→ To do: Leaving out the pictures, reproduce each record exactly and in full.
+---+
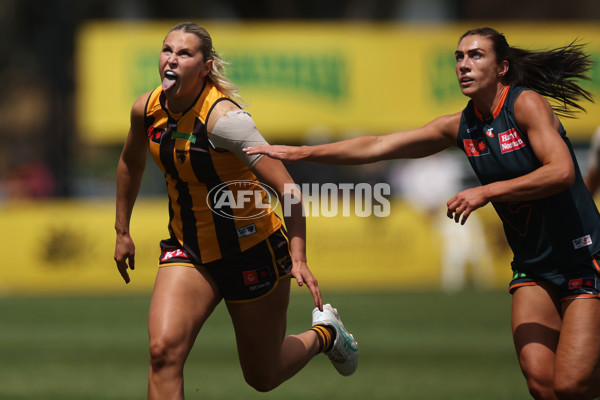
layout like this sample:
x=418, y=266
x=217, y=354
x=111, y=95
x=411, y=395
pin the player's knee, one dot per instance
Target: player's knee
x=540, y=387
x=163, y=354
x=574, y=389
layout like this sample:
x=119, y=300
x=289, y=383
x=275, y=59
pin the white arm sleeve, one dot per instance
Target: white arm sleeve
x=235, y=131
x=594, y=152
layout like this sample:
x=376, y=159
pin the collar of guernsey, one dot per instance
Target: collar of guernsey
+---+
→ Result of this exercise:
layout like this sample:
x=418, y=266
x=217, y=354
x=111, y=95
x=411, y=395
pin the player's knee, one dot per instance
Target: player's knee
x=540, y=387
x=163, y=354
x=574, y=389
layout like this sample:
x=119, y=300
x=289, y=383
x=275, y=59
pin the white arm sleeve, one dot per instance
Target: white arm sleeve
x=235, y=131
x=594, y=152
layout like this sample:
x=376, y=159
pin the collar of guernsey, one dot per instance
Target: collar of guernsey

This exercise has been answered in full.